**REQUIRED ACTION:**
Copy the data that follows exactly as it is, excluding all pictures.

DATASET RECORDS section start

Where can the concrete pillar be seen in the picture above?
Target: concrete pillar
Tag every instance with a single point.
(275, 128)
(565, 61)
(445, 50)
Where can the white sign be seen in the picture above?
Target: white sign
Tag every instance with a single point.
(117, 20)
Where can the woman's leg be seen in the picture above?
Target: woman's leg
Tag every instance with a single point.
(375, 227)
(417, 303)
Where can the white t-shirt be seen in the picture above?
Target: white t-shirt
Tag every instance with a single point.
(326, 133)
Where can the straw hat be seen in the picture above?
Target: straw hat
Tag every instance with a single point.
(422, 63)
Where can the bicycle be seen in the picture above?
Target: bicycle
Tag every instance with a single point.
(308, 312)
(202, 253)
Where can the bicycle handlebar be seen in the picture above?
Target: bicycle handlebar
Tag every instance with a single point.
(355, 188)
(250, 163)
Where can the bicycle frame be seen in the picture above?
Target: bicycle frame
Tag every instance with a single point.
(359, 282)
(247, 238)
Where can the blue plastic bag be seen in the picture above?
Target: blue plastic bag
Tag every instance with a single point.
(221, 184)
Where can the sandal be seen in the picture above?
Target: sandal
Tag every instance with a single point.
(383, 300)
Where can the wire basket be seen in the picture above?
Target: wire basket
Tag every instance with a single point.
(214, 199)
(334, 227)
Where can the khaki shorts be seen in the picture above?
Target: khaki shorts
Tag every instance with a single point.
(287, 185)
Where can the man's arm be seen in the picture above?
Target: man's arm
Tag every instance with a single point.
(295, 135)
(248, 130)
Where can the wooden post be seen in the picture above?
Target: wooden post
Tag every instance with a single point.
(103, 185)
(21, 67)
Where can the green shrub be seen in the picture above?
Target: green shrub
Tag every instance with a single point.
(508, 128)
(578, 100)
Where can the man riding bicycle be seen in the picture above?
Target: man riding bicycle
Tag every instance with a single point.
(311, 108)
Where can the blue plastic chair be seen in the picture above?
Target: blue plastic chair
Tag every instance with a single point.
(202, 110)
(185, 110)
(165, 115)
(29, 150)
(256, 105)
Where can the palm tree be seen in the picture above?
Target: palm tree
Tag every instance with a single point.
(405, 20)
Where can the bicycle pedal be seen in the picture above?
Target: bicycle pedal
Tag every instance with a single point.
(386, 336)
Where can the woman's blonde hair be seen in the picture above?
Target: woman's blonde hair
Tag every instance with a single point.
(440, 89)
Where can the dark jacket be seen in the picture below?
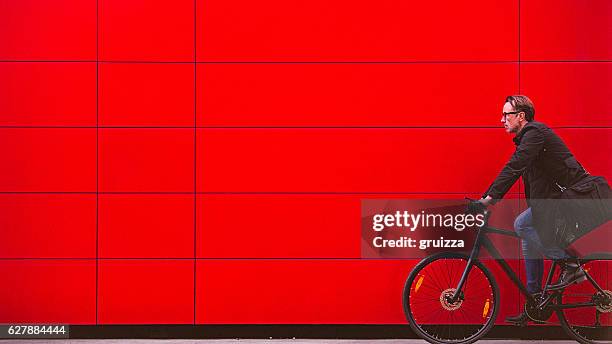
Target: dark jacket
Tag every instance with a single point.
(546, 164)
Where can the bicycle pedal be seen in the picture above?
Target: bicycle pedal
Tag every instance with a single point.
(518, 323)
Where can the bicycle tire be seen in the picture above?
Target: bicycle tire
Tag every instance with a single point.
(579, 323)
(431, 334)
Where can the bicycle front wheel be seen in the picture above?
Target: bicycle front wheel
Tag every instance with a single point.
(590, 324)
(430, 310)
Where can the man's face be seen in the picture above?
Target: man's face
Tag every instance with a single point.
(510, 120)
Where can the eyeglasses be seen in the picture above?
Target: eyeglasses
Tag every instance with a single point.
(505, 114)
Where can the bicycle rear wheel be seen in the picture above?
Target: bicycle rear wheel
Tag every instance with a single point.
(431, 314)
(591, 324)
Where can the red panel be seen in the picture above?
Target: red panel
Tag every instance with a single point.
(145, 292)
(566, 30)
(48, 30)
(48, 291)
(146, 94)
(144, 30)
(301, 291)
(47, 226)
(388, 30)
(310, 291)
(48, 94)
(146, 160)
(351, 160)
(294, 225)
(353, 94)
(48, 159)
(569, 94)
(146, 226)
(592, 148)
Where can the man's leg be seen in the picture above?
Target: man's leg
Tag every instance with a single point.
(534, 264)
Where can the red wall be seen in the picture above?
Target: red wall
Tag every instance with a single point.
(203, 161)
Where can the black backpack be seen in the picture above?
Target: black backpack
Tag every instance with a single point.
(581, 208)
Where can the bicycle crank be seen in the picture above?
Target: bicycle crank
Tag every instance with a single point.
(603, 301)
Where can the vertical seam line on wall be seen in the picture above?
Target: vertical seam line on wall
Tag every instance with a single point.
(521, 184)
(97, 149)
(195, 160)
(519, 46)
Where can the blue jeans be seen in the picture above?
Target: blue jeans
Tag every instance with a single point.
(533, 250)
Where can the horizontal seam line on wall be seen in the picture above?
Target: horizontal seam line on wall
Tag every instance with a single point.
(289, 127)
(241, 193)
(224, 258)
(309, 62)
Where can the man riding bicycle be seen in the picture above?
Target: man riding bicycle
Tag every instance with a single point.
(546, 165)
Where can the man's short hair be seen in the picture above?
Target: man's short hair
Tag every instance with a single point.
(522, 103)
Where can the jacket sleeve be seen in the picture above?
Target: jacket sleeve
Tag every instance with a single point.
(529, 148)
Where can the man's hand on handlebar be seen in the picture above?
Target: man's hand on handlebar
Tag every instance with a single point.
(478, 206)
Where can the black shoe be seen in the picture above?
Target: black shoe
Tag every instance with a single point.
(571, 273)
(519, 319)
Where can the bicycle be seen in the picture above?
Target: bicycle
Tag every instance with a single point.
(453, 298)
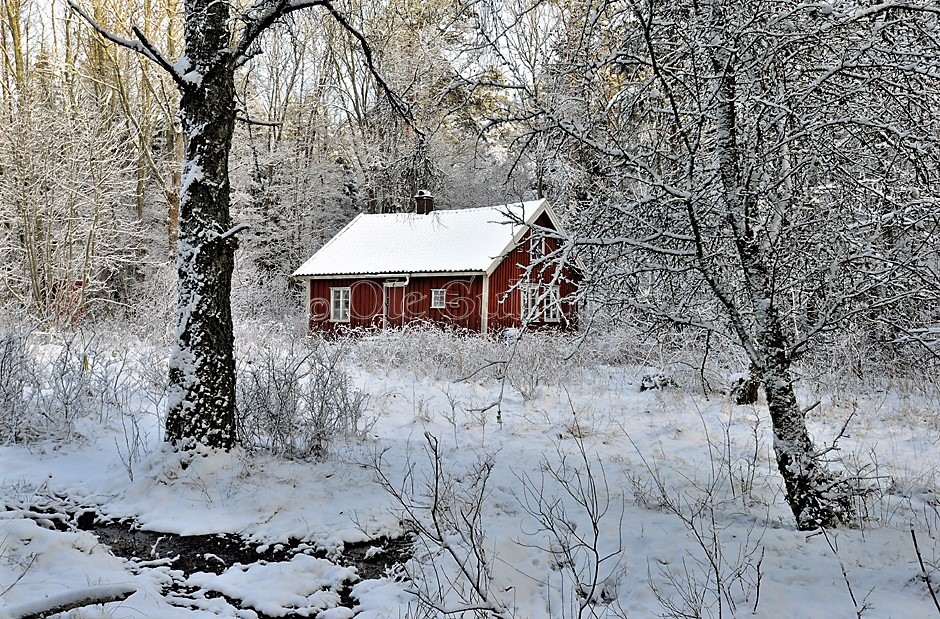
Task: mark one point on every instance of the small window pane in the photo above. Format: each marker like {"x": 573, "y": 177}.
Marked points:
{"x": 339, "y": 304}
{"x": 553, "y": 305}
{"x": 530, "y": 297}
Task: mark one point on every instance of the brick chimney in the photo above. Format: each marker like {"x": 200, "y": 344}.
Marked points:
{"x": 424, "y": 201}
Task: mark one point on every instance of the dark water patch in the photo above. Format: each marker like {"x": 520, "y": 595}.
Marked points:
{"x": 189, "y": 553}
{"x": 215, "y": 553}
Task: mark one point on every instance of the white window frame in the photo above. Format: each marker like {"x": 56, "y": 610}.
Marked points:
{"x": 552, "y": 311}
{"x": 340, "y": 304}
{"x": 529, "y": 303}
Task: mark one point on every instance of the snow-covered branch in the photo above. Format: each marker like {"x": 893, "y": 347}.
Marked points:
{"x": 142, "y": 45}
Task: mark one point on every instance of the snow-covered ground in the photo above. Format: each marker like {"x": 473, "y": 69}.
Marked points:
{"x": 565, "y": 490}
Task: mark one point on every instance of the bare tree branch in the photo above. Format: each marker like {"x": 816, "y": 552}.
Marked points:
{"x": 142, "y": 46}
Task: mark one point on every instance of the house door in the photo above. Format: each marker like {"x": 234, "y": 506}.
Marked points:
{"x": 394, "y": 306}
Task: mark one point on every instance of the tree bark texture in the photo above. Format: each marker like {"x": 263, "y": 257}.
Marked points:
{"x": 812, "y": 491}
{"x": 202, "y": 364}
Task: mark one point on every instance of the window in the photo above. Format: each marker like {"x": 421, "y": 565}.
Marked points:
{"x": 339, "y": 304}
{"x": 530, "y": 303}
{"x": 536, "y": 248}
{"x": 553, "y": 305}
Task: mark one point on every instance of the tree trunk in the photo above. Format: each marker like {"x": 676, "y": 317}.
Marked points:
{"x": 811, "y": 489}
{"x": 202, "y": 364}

DATASET RECORDS section end

**ANSWER AREA:**
Where can the concrete pillar be seen in the picture above?
Target: concrete pillar
Tag every instance with a single point.
(275, 128)
(565, 61)
(445, 50)
Where can the white sign be seen in the picture above?
Target: white sign
Tag every instance with a single point.
(117, 20)
Where can the woman's leg be seen in the picture above?
Target: woman's leg
Tag every instance with a single point.
(375, 227)
(417, 303)
Where can the white t-shirt be seen in the picture above?
Target: white t-shirt
Tag every instance with a single point.
(326, 133)
Where can the straw hat be seen in the picture above?
Target: straw hat
Tag every instance with a single point.
(422, 63)
Where can the bicycle be seen in the picture above?
Target: bicycle
Tag every instance with a single point.
(308, 312)
(202, 253)
Where can the bicycle handlebar be seen in the picture above?
Target: bicycle handlebar
Tag every instance with a single point.
(355, 188)
(250, 163)
Where can the bicycle frame be seen in the picture above?
Target: bicycle frame
Tag every instance with a single point.
(359, 282)
(247, 238)
Where can the blue plastic bag be seen in the picture above?
Target: blue plastic bag
Tag every instance with a single point.
(221, 184)
Where can the sandal be seen in the picture above?
Target: sandal
Tag every instance with a single point.
(383, 300)
Where can the wire basket be seen in the picture above?
Target: wire basket
Tag every instance with a single point.
(214, 199)
(334, 227)
Where can the khaki shorts be seen in the picture above?
Target: khaki shorts
Tag every instance with a single point.
(287, 185)
Where can the man's arm be seen in the picture above?
Target: man's arm
Tag every instance with a single point.
(295, 135)
(248, 130)
Where can the wooden post be seen in the picture above?
Target: wooden post
Tag every instance with a single point.
(103, 185)
(21, 67)
Where can the green shrub be seen in the picture above?
Target: green shrub
Tag every instance with a single point.
(508, 128)
(578, 100)
Where can the man riding bicycle be seen in the picture above?
Target: man riding bicycle
Tag every instance with a single point.
(311, 108)
Where can the blue plastic chair be seen in the picture above?
Target: blue plastic chair
Tag every instance with a single point.
(202, 110)
(185, 110)
(165, 115)
(29, 150)
(256, 105)
Where can the palm tree be seen in the picture above?
Target: palm tree
Tag every instance with a single point.
(405, 20)
Where can the bicycle pedal be seen in the picture above?
Target: bicycle pedal
Tag every instance with a single point.
(386, 336)
Where can the woman's blonde hair be seen in the picture above?
Target: woman's blonde hair
Tag every instance with a single point.
(440, 89)
Where can the dark jacket be seen in the picture below?
Target: dark jacket
Tag every instance with a single point.
(546, 164)
Where can the bicycle pedal be seen in the picture above?
Target: bicycle pedal
Tag every instance with a single point.
(518, 323)
Where can the bicycle tire be seen in the picture above?
Target: bicycle tire
Tag every instance with a single point.
(579, 323)
(431, 334)
Where can the bicycle front wheel be seen in the picture above?
Target: bicycle front wheel
Tag every instance with a single point.
(590, 324)
(430, 310)
Where can the man's face be seen in the picture above?
Target: man's face
Tag every instance with a single point.
(510, 120)
Where can the eyeglasses be seen in the picture above?
Target: eyeglasses
Tag every instance with a single point.
(505, 114)
Where can the bicycle rear wheel be seen in the picture above?
Target: bicycle rear wheel
Tag every instance with a single point.
(431, 314)
(591, 324)
Where can the red panel be seen in the picture above?
Target: red panel
Tag every instance with a single point.
(145, 292)
(566, 30)
(48, 30)
(48, 291)
(146, 94)
(144, 30)
(301, 291)
(47, 226)
(388, 30)
(310, 291)
(48, 94)
(146, 160)
(351, 160)
(294, 225)
(353, 94)
(48, 159)
(569, 94)
(146, 226)
(592, 148)
Where can the man's leg be seen in the picture above?
Target: man's leg
Tag every instance with a single point.
(534, 264)
Where can the red wall be seen in the picture above?
Target: red wall
Tag every instance with a single point.
(203, 161)
Where can the black backpack be seen in the picture above?
Target: black backpack
Tag every instance with a single point.
(581, 208)
Where can the bicycle crank be seen in the picture above?
Target: bicycle crank
Tag every instance with a single point.
(603, 301)
Where can the vertical seam line on wall be seen in the picture above?
Target: vertical seam line on wall
Tag every instance with a single point.
(521, 184)
(97, 149)
(195, 160)
(519, 46)
Where can the blue jeans be seen in the picture above?
Target: blue jeans
Tag every instance with a single point.
(533, 250)
Where can the horizontal seam line on wall be seen in the picture above?
Target: horizontal seam line on wall
Tag every instance with a single point.
(289, 127)
(241, 193)
(224, 258)
(309, 62)
Where can the man riding bicycle be seen in the picture above?
Target: man riding bicycle
Tag every instance with a single point.
(546, 165)
Where can the man's short hair be seen in the picture above?
Target: man's short hair
Tag every instance with a single point.
(522, 103)
Where can the jacket sleeve be seen in the picture above?
Target: jacket sleeve
Tag every instance with a single point.
(529, 148)
Where can the man's hand on handlebar be seen in the picture above?
Target: man's hand on handlebar
Tag every instance with a single point.
(478, 206)
Where can the black shoe be seen in the picture above?
Target: black shoe
Tag every instance with a single point.
(571, 273)
(519, 319)
Where can the bicycle be seen in the picture above?
Target: bicycle
Tag every instance with a single point.
(453, 298)
Task: mark one point on every instance of the small window pane in the photo above. Format: each marker like {"x": 573, "y": 177}.
Marked points:
{"x": 339, "y": 304}
{"x": 553, "y": 305}
{"x": 530, "y": 297}
Task: mark one point on every instance of the brick chimney in the photo above. Format: each marker like {"x": 200, "y": 344}.
Marked points:
{"x": 424, "y": 201}
Task: mark one point on every instance of the dark water patch in the photo above. Format: each marker like {"x": 520, "y": 595}.
Marked points:
{"x": 189, "y": 553}
{"x": 215, "y": 553}
Task: mark one point on every instance of the white window frame in the photo above. Format: each marker like {"x": 56, "y": 610}.
Marked points:
{"x": 552, "y": 311}
{"x": 340, "y": 304}
{"x": 529, "y": 303}
Task: mark one point on every instance of the snow-covered branch in the photo above. Format: each marker like {"x": 893, "y": 347}.
Marked points:
{"x": 142, "y": 45}
Task: mark one point on every instance of the snow-covered ground in the photo above. Format: each marker like {"x": 473, "y": 69}.
Marked points:
{"x": 565, "y": 490}
Task: mark one point on every instance of the bare tree branch in the photo above. Format: each marker like {"x": 816, "y": 552}.
Marked points:
{"x": 142, "y": 46}
Task: mark one point on every instance of the house door in the photo above. Format: each marker like {"x": 234, "y": 506}.
Marked points:
{"x": 394, "y": 306}
Task: mark one point on every instance of the tree bark texture in the photo above. Format: each marker like {"x": 263, "y": 257}.
Marked points:
{"x": 812, "y": 491}
{"x": 202, "y": 364}
Task: mark one point on every instance of the window in the photo above. Format: each marker like {"x": 421, "y": 565}.
Marked points:
{"x": 339, "y": 304}
{"x": 530, "y": 303}
{"x": 536, "y": 248}
{"x": 553, "y": 305}
Task: mark one point on every instance of the tree trunk in the photo above. Format: each marker like {"x": 676, "y": 317}.
Marked points:
{"x": 811, "y": 489}
{"x": 202, "y": 364}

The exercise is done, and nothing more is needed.